> _SET OF TASKS_
(A) Can you quote the advocacy passage word for word, between "You are expected" and "a meaningful way.", inclusive?
(B) Would you print, unchanged, only the lines in the records between the lines holding "Each instance of the cobblestone" and "[[650, 281]]", inclusive?

Advocacy & Building Relationships
An effective trustee promotes the interest of the library at all times. As a trustee, you must have a deep personal commitment to your library and the services it provides. You must have a sense of what you want your library to be in the future, not just what it is today, and you must be willing to work to help move forward to that point. The trustee who has the deep personal commitment to the library is well on the way toward being a good advocate.
As a trustee, you will come to appreciate the concept of libraries as an integral part of our society. Our entire educational process depends, to a great extent, on the quality of information services. Libraries are not only part of our present society; they are a part of our history that has helped move society forward. They are the hope for an informed future. They serve the societal good. When you advocate better public library services, you advocate better quality of life for American citizens today and in the future.
As an advocate for libraries, you must be willing to go out into your community on behalf of the library. All communities served by public libraries consist not only of library users to whom the trustee must respond, but also of citizens who pay taxes to support the library but do not use it. You must recognize the entire community and be prepared to work with groups as well as individuals. This means not just waiting for an invitation, but aggressively pursuing opportunities to speak before various community groups.
You are expected to know enough about your library to be able to respond to queries and to articulate just what the library has to offer. You must have a clear idea of how your library fulfills community expectations and values and be able to "tell the library story" to illustrate this in a meaningful way.
To be an effective advocate you must understand the different roles and responsibilities of librarians and trustees and do everything possible to work together meaningfully to develop and promote a comprehensive library program. For example, at a county commission or city supervisors meeting it is appropriate for you as a trustee to present and support the library's programs and budget, and for the librarian to be there to answer technical questions regarding services. The more you understand your library's roles the better advocate you will be.
A successful advocate can bring new users into the library, bring new revenues into the library, and increase awareness of library services. Legislators have been known to see the public library from a new perspective after speaking to an effective trustee advocate. Remember, the reason you were appointed to the library board is because you have the ability to help improve the library's services. The people to whom you speak may be motivated to write a bequest to the library in a will, ask a corporate officer to consider a donation to the library, or speak to state or federal legislators on behalf of the library.
Your advocacy for the library will take different forms, including establishing a relationship with the mayor, city manager and supervisors and/or the county manager and county commissioners, and state legislators. You will also be expected to communicate the value of library services to the taxpayer. Your advocacy efforts will generally be part of a planned board effort. The board must speak with one voice. You, as an individual board member, can speak about the board's official position on library-related issues. An effective trustee promotes the interest of the library at all times.

> _RECORD EXTRACTS_
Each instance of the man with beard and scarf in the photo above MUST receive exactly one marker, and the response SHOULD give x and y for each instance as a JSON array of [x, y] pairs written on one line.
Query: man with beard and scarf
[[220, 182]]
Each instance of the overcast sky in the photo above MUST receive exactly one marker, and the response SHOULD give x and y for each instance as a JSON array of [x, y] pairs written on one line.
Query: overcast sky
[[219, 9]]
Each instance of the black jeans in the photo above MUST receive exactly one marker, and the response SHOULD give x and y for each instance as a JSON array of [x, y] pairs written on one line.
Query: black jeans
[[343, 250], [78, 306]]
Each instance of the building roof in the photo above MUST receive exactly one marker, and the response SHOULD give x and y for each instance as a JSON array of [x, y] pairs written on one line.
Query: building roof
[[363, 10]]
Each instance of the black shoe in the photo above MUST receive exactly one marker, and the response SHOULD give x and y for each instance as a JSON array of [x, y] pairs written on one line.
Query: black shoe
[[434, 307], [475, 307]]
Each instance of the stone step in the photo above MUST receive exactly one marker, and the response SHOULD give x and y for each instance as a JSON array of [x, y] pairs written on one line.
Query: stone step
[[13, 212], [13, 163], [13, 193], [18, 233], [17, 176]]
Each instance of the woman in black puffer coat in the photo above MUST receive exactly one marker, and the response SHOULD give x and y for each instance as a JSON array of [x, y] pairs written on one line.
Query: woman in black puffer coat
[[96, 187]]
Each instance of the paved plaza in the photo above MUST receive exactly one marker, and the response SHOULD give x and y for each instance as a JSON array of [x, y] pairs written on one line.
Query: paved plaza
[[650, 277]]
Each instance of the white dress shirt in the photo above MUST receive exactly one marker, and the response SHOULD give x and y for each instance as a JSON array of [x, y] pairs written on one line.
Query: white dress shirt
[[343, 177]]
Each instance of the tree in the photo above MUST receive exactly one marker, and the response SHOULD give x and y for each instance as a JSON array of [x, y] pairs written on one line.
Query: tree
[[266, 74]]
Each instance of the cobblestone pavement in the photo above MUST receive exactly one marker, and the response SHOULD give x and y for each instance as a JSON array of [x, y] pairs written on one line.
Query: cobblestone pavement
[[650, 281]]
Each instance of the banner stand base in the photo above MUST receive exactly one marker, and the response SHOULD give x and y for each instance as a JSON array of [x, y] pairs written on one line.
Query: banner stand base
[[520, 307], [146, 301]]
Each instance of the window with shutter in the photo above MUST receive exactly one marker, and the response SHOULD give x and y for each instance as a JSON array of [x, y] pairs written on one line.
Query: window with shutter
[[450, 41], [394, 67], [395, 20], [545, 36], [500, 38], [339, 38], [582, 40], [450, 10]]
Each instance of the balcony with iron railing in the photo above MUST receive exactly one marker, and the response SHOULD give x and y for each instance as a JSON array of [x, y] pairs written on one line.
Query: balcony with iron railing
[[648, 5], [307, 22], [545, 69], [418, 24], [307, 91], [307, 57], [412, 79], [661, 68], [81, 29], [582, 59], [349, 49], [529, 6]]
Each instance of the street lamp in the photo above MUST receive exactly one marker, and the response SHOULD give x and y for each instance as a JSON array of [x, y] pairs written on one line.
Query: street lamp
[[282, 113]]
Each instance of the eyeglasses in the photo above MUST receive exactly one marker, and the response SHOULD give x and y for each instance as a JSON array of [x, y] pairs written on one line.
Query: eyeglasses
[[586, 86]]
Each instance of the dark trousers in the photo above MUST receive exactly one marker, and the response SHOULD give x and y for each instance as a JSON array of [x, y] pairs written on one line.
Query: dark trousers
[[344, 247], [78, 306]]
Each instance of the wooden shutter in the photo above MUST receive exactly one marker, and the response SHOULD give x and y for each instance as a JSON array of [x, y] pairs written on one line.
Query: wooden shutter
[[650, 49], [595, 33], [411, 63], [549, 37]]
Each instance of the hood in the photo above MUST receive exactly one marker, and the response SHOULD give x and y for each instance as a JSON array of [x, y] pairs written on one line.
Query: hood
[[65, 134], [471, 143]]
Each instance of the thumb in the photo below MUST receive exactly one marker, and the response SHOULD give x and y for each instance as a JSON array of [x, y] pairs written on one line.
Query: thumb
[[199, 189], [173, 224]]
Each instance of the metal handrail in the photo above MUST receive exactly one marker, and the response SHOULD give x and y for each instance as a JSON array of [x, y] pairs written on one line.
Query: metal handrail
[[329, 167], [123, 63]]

> _SOLUTIONS TO EACH TASK_
(A)
You are expected to know enough about your library to be able to respond to queries and to articulate just what the library has to offer. You must have a clear idea of how your library fulfills community expectations and values and be able to "tell the library story" to illustrate this in a meaningful way.

(B)
Each instance of the cobblestone pavement in the photo above MUST receive exactly one marker, and the response SHOULD give x and y for each instance as a JSON array of [x, y] pairs written on one line.
Query: cobblestone pavement
[[650, 281]]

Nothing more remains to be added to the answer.